▸ **Assigned task**:
After reading the entries below, copy word for word the lines from the first through the line containing "Target: green glue stick lid", and stop there.

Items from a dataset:
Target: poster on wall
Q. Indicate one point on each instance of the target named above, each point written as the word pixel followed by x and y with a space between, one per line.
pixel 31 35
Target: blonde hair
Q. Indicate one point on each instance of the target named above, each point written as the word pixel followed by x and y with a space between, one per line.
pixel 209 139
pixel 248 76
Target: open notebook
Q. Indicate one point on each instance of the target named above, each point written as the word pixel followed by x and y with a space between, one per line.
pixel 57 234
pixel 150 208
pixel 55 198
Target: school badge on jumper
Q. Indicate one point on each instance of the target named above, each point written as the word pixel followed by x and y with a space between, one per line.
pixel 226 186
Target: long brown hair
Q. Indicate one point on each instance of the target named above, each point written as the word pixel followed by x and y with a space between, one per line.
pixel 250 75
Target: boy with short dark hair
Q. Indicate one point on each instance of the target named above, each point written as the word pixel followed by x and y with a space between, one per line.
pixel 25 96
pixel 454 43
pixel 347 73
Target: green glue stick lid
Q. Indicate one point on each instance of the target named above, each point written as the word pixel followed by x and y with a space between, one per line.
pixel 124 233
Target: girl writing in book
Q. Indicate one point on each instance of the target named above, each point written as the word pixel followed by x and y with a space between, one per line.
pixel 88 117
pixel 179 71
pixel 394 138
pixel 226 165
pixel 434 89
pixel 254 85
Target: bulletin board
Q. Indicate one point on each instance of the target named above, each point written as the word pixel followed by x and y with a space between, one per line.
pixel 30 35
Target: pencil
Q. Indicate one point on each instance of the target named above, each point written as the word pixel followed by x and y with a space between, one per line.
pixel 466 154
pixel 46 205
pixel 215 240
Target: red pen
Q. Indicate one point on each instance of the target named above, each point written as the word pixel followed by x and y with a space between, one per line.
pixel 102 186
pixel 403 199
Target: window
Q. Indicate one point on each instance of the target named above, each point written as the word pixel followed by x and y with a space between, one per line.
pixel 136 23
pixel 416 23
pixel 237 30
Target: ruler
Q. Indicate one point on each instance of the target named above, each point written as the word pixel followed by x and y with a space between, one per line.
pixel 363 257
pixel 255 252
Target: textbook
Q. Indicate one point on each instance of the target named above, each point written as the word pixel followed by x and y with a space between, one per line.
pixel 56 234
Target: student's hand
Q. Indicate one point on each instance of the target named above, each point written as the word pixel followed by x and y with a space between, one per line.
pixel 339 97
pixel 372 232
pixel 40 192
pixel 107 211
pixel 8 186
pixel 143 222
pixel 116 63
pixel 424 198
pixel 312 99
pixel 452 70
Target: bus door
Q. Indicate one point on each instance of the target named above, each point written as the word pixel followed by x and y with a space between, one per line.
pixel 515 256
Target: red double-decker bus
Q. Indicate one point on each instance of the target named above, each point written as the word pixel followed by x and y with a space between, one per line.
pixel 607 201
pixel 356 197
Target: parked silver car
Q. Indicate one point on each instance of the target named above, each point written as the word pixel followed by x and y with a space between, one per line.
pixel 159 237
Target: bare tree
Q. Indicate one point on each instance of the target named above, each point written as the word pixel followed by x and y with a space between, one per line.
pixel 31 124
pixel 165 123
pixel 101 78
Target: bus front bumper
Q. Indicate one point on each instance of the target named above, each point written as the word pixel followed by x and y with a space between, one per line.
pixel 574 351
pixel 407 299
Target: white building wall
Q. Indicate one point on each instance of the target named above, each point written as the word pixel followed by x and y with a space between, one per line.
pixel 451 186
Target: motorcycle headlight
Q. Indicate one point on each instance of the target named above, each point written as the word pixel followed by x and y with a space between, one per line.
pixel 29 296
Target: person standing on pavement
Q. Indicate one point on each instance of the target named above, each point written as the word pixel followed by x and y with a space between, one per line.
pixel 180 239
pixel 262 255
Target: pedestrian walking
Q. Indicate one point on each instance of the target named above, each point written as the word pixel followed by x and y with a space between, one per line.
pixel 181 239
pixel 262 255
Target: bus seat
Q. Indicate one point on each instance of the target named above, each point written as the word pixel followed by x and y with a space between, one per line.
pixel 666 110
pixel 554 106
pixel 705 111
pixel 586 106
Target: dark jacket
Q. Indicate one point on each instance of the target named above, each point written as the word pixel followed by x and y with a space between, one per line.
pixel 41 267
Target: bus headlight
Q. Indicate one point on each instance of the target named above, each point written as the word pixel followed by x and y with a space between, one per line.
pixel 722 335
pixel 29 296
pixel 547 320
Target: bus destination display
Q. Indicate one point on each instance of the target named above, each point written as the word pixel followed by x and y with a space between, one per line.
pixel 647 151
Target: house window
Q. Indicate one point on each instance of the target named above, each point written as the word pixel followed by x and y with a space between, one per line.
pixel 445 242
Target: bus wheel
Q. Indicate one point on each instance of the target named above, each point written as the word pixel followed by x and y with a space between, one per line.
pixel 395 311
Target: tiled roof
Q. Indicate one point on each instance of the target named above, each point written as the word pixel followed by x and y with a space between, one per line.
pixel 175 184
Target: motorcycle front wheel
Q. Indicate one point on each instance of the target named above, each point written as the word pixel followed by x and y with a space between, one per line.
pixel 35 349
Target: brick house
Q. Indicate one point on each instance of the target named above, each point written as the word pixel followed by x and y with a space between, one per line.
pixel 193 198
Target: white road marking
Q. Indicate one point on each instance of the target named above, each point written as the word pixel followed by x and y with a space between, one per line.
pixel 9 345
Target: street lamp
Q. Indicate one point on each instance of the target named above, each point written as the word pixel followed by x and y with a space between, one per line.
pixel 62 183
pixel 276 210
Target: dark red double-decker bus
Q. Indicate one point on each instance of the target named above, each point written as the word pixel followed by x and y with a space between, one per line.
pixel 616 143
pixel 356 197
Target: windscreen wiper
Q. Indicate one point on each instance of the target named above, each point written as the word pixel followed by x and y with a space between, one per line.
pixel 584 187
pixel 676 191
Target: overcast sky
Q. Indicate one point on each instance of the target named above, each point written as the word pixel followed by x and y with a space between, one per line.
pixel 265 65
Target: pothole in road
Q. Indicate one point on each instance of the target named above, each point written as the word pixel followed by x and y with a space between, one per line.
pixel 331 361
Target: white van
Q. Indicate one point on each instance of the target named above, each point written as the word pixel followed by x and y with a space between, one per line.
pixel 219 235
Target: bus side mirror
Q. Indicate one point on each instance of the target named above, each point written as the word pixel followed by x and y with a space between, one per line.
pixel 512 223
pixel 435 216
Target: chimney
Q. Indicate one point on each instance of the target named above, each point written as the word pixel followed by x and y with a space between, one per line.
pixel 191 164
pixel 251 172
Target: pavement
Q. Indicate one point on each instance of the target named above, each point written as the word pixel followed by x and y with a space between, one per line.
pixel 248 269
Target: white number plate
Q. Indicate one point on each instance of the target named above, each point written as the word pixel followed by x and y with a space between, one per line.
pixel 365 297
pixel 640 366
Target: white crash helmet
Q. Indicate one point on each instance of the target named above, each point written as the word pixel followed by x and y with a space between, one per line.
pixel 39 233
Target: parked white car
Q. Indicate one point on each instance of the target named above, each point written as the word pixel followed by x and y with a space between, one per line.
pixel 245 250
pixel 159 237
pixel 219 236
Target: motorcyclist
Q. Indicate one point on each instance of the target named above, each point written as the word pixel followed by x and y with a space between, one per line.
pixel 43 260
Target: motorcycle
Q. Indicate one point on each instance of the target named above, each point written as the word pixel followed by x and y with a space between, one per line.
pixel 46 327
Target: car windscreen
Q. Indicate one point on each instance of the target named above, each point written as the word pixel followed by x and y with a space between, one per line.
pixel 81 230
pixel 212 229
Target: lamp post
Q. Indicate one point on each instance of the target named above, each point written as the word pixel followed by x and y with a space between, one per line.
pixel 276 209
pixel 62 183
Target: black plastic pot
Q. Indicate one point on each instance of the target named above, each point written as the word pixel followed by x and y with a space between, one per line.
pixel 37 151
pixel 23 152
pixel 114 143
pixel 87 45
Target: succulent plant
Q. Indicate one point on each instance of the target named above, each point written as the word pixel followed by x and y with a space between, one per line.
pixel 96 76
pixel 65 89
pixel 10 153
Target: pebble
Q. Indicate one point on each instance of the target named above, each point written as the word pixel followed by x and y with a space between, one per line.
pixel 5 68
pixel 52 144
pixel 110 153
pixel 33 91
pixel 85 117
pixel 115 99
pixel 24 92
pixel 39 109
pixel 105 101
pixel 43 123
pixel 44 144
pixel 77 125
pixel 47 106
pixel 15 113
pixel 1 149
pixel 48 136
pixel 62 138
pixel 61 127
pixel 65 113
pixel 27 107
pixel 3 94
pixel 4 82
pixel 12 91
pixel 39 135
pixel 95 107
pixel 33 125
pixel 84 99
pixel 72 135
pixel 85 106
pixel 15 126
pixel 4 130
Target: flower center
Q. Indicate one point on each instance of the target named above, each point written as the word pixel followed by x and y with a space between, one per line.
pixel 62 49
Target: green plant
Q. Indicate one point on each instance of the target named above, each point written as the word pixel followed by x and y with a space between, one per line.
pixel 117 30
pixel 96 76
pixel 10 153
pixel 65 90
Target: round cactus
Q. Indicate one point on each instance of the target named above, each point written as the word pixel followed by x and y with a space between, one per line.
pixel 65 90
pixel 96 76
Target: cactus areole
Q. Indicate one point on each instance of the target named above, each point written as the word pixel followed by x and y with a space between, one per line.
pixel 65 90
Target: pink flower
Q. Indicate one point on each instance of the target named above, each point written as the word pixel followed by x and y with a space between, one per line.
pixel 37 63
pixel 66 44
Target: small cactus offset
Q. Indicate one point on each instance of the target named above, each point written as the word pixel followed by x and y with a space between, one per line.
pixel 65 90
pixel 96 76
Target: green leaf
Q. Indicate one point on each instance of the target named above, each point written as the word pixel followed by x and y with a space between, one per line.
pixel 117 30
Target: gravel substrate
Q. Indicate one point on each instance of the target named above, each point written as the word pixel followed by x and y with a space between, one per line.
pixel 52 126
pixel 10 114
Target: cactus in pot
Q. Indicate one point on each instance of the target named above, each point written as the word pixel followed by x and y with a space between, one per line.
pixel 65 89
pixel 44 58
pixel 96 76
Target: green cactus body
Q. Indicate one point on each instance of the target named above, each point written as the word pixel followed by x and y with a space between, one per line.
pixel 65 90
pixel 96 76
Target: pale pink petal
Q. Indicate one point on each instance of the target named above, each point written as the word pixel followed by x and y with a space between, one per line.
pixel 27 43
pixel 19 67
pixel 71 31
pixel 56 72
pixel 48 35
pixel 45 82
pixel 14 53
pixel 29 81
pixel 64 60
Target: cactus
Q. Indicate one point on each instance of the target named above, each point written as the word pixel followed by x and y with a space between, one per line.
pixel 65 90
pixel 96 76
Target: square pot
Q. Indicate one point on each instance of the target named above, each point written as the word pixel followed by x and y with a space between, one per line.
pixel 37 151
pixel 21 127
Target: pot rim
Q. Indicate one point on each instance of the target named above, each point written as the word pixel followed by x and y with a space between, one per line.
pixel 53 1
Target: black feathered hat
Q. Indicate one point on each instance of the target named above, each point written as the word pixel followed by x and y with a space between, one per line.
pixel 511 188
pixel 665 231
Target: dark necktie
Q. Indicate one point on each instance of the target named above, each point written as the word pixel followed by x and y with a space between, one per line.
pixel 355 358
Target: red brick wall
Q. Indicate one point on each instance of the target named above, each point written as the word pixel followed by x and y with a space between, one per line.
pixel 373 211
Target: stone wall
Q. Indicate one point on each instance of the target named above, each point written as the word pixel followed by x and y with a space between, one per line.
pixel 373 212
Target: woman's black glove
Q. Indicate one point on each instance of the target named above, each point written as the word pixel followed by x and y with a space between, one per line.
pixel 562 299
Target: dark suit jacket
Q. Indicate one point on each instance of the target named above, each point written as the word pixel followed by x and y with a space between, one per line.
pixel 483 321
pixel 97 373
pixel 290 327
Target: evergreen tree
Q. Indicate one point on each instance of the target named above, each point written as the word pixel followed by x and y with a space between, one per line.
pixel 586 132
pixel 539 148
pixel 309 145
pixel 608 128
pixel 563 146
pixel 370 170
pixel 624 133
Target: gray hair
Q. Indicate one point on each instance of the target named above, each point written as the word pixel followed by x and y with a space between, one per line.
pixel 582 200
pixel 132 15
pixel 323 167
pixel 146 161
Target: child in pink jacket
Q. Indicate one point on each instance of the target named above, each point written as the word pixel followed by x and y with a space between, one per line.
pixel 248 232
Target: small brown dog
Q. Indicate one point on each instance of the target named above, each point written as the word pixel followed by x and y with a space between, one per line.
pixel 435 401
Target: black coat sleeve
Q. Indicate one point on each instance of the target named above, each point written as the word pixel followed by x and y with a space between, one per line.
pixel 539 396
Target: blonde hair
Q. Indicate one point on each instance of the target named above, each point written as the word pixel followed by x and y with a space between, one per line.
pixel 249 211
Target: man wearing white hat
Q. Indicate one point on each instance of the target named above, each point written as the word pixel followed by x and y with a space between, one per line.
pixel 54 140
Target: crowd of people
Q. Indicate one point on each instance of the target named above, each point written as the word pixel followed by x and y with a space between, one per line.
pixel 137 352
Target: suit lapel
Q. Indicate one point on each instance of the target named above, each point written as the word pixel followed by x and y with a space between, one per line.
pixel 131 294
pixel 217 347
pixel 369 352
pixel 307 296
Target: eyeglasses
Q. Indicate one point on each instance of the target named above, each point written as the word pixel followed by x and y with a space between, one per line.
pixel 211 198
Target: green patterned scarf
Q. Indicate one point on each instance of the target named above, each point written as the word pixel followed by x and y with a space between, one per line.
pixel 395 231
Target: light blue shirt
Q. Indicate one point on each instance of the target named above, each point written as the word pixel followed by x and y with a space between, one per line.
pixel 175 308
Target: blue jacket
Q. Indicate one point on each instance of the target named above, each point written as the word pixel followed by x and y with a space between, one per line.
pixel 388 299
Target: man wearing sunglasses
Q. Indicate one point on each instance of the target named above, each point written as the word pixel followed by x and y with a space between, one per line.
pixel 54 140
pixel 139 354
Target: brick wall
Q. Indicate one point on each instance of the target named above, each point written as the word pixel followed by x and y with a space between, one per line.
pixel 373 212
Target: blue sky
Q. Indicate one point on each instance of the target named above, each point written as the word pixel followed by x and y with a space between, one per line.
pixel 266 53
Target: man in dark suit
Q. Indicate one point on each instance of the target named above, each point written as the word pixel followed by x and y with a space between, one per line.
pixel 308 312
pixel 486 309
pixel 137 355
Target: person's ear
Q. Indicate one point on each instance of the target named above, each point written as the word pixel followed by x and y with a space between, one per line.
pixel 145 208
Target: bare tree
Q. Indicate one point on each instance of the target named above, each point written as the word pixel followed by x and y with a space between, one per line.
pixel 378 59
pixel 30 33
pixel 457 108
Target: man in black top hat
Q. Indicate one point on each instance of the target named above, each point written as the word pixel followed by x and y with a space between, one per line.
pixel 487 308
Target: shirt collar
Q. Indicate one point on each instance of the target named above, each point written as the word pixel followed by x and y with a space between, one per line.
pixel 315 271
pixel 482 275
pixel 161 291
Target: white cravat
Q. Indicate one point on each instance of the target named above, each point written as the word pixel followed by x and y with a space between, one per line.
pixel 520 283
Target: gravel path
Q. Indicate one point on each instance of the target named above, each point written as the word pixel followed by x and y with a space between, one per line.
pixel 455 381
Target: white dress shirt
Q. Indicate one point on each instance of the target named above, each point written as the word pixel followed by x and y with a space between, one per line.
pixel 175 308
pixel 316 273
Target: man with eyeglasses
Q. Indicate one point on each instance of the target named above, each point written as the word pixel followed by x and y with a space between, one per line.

▸ **Final answer**:
Target: poster on wall
Q. Indicate one point on each instance of the target named above, each point written as the word pixel followed by x and y with a space between, one per line.
pixel 31 35
Target: blonde hair
Q. Indicate one point on each instance of the target named above, each point written as the word pixel followed by x and y with a space between, one per line.
pixel 209 139
pixel 248 76
Target: open notebook
Q. Indicate one point on each instance of the target named above, each point written as the word pixel followed by x and y with a space between, one per line.
pixel 57 234
pixel 150 208
pixel 55 198
Target: school badge on jumper
Q. Indicate one point on each instance of the target named above, each point written as the word pixel followed by x and y with a space between, one per line.
pixel 226 186
Target: long brown hair
Q. Indicate one point on each instance of the target named above, each point written as the word pixel followed by x and y with a space between, one per line.
pixel 250 75
Target: boy with short dark hair
Q. Indicate one point on each instance of the target named above, each point written as the word pixel followed by x and y with a space between, one per line.
pixel 25 96
pixel 454 43
pixel 347 73
Target: green glue stick lid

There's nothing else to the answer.